Görev 1: Verilen metne göre ikinci Habur olayında sınırdan kimin peşmergeleri giriş yapmıştır?

Verilen metin:
Topluma mal olmuş bir söz vardır, o söz “Hafıza-i beşer nisyan ile malüldür.” yani “Hafıza (Bellek) unutmakla görevlidir.” sözüdür. 

İnsanlar ömürleri boyunca her olaya aynı tepkiyi koymazlar. Sözgelimi evladının bazı kötü huylarına hoşlanmayan baba önce kızar, tepkisini belli eder. Ama erkek evlat sigara içiyorsa artık yapacak bir şey yoktur. Benden uzak olsun ne zıkkımlanacaksa zıkkımlansın noktasına gelir. Baba evladının kötü alışkanlığını zaman içinde kabul etmiştir. Ömrümüzde böyle geçip gider. Sevdiğimiz alışkanlıklardan zaman içinde uzaklaşabilir, kızdığımız durumlara zaman içinde tahammül etmeyi hatta bir süre sonra normal karşılamayı öğreniriz. 

Toplumlar insanlardan meydana geldiğine göre toplumlarda da aynı huy geçerlidir. Toplumsal tepkilerimizde zamanla değişime uğrar. Dedelerimizin zevkleri, endişeleri, kaygıları, korkuları, alışkanlıkları ve tepkileri bizlerde aynı düzeyde yaşanmaz. Yerine farklı zevkler, endişeler, kaygılar, korkular, alışkanlıklar ve tepkiler geliştirmeye başlarız. 

İnsanlar ve toplumlar kötü alışkanlıklarından unutturularak kurtarılabilir, unutmanın teşvik edilmesiyle olumlu davranış öğretilebilir. Öte yandan tam tersine iyi alışkanlıklar ve toplumu zinde ve dinamik tutan toplumsal tepkilerde unutturulabilir. 
Bize milli tepki verme alışkanlığı unutturulmakta yani toplumsal tepki vermeme öğretilmektedir.

Teröre ilk şehit verildiğinde ortaya çıkan toplumsal tepkiyi düşünelim. Birinci Habur rezaletine toplumdan gelen tepkileri düşünelim.
İkinci Habur rezaletini yaşadık. Barzani’nin peşmergeleri sınırdan giriş yaptı. Terör sempatizanları ellerinde Kürdistan bayrakları, apo posterleri ve dillerinde bölücü sloganlarla sınırda karşılandılar. Propaganda daha iyi yapılsın diye konvoy ağır ağır ilerledi. 
Televizyonlar haberi kesip biçerek verdiler. Unutturma görevlerini yerine getirdiler.

Böylece birinci Habur rezaleti ile ikinci Habur rezaleti arasında ki toplumsal tepki farkı toplum mühendisleri tarafından test edilmiş oldu. 

Artık daha ileri düzeylere geçilebilir. Örneğin; 

Özerkliğin lafını bile ettirmeyen halk özerklik sözlerine alıştırıldı,

Teröristlerin cenazelerine tüküren halk terörist mezarlıklarının törenle açılmasına alıştırıldı,

Örgüt sempatizanlarının Türkiye’ye hakaret eden söylemlerine alıştırıldı.

Verilen kayıtlar:
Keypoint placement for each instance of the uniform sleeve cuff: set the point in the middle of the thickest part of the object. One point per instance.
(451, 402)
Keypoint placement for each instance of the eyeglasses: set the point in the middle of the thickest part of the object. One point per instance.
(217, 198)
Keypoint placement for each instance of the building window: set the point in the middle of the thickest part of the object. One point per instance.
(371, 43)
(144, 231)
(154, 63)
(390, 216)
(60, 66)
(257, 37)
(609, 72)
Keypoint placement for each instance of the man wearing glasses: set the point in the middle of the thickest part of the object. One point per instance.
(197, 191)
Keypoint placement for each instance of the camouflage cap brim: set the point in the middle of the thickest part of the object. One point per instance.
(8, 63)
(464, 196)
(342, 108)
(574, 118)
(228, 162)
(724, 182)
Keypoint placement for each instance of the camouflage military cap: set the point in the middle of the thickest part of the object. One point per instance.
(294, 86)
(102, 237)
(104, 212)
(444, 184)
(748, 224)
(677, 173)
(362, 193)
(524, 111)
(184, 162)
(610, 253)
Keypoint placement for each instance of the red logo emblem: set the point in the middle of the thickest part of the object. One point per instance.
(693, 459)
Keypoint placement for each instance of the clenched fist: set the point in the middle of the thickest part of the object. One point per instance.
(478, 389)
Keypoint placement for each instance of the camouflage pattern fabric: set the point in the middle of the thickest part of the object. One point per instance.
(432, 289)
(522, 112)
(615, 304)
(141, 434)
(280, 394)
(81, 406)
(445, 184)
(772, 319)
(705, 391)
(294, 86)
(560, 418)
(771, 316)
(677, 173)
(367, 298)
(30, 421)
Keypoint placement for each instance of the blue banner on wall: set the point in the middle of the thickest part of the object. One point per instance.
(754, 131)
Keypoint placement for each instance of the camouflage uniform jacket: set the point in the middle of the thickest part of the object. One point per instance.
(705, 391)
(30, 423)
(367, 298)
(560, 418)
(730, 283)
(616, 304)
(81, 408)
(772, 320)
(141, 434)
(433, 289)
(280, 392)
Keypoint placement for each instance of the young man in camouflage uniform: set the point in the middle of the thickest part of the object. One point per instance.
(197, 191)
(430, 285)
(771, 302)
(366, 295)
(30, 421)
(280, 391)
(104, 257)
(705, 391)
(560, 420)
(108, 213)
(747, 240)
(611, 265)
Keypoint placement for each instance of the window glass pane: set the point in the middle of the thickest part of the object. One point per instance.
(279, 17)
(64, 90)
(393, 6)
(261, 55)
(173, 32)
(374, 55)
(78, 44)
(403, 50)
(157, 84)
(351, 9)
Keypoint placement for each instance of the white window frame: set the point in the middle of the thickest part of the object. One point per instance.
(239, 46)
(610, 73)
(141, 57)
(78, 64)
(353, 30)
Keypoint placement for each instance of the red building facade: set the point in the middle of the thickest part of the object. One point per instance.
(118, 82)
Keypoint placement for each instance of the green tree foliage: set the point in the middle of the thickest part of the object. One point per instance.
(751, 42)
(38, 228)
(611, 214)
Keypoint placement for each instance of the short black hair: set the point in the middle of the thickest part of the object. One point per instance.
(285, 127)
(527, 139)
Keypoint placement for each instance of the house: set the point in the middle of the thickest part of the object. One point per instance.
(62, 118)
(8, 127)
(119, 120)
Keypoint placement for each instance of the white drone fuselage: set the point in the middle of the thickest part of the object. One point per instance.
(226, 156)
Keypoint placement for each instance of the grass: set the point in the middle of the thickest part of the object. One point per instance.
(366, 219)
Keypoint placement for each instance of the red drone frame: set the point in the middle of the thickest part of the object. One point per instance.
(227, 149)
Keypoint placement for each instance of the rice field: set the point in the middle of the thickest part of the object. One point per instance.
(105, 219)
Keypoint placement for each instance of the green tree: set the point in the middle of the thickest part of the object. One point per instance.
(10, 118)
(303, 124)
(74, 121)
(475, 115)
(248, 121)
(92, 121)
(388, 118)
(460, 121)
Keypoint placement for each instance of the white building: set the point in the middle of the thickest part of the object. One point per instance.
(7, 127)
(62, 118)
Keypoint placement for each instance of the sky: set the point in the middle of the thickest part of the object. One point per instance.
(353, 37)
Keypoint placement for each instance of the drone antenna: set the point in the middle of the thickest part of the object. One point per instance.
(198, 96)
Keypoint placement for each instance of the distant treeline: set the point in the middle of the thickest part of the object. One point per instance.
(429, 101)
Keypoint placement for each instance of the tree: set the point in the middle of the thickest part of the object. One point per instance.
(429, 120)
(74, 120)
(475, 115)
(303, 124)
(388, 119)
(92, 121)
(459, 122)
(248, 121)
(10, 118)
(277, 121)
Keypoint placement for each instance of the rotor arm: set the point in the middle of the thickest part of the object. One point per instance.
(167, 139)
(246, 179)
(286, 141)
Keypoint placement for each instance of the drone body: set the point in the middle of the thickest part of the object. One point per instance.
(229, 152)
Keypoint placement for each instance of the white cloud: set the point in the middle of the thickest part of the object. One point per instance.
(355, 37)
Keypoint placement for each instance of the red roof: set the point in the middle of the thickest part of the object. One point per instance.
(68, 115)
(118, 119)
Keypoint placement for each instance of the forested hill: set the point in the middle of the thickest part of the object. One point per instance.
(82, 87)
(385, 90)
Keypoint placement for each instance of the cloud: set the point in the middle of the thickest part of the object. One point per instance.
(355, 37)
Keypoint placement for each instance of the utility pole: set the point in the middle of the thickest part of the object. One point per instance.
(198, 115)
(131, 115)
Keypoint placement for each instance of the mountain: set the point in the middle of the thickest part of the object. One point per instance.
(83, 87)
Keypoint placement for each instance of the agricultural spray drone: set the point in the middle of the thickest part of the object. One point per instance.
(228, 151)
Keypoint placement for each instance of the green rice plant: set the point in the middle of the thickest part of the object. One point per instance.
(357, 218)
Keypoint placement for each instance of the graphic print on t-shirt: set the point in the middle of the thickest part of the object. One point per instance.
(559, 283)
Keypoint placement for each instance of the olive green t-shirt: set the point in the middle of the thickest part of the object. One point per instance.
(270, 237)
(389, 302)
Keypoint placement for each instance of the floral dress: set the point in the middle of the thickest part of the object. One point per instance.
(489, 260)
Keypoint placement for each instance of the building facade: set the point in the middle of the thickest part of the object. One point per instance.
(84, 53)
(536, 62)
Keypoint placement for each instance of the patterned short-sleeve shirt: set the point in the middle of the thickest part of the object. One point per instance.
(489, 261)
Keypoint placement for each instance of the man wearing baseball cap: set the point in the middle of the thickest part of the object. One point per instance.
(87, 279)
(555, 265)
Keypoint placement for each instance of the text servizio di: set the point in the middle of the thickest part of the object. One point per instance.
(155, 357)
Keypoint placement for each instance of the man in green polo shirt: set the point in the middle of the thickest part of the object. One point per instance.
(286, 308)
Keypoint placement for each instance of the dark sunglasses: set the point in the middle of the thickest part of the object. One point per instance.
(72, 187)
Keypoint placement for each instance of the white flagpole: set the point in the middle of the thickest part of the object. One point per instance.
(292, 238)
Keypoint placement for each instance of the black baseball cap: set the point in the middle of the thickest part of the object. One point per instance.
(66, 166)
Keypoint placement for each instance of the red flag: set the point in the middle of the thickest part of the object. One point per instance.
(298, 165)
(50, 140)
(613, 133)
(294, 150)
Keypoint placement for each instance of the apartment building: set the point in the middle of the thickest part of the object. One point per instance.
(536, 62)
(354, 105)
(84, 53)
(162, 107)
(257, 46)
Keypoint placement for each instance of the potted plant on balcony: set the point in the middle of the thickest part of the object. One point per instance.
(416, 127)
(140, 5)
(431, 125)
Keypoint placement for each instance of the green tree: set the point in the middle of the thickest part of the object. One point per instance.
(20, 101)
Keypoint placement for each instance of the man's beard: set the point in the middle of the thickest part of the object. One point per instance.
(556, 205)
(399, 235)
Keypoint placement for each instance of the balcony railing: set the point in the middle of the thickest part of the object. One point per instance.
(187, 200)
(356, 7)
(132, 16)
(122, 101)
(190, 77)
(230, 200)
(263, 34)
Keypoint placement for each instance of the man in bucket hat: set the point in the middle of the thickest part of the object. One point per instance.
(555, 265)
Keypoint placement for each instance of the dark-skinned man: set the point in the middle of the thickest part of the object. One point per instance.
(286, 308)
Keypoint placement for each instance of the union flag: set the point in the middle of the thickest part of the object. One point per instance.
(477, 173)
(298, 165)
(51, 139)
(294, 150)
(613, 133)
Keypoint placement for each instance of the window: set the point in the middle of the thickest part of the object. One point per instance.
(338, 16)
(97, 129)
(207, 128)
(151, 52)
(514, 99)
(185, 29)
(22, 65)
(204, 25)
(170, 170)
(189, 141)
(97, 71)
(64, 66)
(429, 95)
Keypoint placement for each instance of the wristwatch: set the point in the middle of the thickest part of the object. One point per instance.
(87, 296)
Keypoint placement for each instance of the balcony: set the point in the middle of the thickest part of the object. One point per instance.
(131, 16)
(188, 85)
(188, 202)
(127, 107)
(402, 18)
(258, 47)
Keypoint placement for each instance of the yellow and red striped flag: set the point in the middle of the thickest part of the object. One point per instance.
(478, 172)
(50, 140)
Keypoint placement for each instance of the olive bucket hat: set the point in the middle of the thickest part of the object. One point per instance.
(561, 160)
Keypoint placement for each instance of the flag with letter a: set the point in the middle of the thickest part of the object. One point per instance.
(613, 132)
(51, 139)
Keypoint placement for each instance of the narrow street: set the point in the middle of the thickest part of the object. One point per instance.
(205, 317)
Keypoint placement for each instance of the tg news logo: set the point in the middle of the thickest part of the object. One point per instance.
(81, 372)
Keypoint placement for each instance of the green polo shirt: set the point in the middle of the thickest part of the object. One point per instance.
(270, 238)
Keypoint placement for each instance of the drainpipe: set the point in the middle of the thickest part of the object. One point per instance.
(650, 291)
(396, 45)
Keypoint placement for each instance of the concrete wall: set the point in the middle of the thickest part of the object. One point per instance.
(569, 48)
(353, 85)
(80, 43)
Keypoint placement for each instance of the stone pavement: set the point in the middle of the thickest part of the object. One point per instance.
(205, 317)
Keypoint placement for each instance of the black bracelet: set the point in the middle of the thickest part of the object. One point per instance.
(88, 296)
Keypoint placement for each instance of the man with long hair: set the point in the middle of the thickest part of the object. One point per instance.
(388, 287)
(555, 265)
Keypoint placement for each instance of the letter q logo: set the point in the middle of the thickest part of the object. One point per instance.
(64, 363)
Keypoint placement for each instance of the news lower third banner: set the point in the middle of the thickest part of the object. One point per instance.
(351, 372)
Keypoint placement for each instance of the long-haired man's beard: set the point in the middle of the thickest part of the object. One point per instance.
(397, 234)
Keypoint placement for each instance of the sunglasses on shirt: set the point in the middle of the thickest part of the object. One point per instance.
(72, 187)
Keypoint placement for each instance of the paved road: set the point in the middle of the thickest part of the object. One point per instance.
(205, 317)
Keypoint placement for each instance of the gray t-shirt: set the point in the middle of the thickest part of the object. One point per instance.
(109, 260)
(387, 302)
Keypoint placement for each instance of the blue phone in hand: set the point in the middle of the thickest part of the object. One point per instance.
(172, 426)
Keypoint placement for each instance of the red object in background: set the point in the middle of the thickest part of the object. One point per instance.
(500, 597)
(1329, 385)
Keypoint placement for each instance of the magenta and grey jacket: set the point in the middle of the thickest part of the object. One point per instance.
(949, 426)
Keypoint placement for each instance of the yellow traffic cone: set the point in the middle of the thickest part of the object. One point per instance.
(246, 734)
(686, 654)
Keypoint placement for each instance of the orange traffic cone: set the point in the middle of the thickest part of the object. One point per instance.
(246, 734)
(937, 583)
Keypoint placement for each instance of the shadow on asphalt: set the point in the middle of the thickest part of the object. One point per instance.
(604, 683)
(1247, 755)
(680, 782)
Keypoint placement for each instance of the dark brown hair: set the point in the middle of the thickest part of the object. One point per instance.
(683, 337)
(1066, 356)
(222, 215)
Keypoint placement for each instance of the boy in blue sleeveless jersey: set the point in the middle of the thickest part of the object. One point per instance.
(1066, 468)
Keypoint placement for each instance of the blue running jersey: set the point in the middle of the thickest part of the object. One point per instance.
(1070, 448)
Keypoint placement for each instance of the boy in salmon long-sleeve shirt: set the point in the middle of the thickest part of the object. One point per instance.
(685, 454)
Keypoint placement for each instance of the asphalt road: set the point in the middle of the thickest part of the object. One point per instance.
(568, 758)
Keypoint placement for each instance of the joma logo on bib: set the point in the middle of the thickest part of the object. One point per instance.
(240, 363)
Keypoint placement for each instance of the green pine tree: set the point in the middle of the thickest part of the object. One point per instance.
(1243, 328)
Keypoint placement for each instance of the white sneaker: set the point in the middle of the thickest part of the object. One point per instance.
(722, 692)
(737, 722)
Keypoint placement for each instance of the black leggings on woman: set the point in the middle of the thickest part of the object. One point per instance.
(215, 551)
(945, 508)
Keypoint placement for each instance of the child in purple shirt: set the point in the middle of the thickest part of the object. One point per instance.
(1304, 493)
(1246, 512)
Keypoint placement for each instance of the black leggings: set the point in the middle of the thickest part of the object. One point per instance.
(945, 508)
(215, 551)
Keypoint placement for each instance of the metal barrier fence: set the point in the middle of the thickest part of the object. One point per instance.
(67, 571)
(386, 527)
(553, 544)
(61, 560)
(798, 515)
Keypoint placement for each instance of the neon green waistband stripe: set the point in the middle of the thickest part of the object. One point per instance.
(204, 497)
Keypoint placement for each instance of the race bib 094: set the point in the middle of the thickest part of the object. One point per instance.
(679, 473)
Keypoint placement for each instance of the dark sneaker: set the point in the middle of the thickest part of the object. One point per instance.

Görev 2: Kayıtlarda "Keypoint placement for each instance of the orange" ifadesini içeren satırdan başlayıp "(1243, 328)" ifadesini içeren satıra kadar giden satırları, iki uç da dahil ve boş satırlar atlanarak, "Sıra" ve "Satır" sütunlarından oluşan bir Markdown tablosu olarak düzenleyiniz.

Çözüm 1: Barzani'nin peşmergeleri.

Çözüm 2:
| Sıra | Satır |
|---|---|
| 1 | Keypoint placement for each instance of the orange traffic cone: set the point in the middle of the thickest part of the object. One point per instance. |
| 2 | (246, 734) |
| 3 | (937, 583) |
| 4 | Keypoint placement for each instance of the shadow on asphalt: set the point in the middle of the thickest part of the object. One point per instance. |
| 5 | (604, 683) |
| 6 | (1247, 755) |
| 7 | (680, 782) |
| 8 | Keypoint placement for each instance of the dark brown hair: set the point in the middle of the thickest part of the object. One point per instance. |
| 9 | (683, 337) |
| 10 | (1066, 356) |
| 11 | (222, 215) |
| 12 | Keypoint placement for each instance of the boy in blue sleeveless jersey: set the point in the middle of the thickest part of the object. One point per instance. |
| 13 | (1066, 468) |
| 14 | Keypoint placement for each instance of the blue running jersey: set the point in the middle of the thickest part of the object. One point per instance. |
| 15 | (1070, 448) |
| 16 | Keypoint placement for each instance of the boy in salmon long-sleeve shirt: set the point in the middle of the thickest part of the object. One point per instance. |
| 17 | (685, 454) |
| 18 | Keypoint placement for each instance of the asphalt road: set the point in the middle of the thickest part of the object. One point per instance. |
| 19 | (568, 758) |
| 20 | Keypoint placement for each instance of the joma logo on bib: set the point in the middle of the thickest part of the object. One point per instance. |
| 21 | (240, 363) |
| 22 | Keypoint placement for each instance of the green pine tree: set the point in the middle of the thickest part of the object. One point per instance. |
| 23 | (1243, 328) |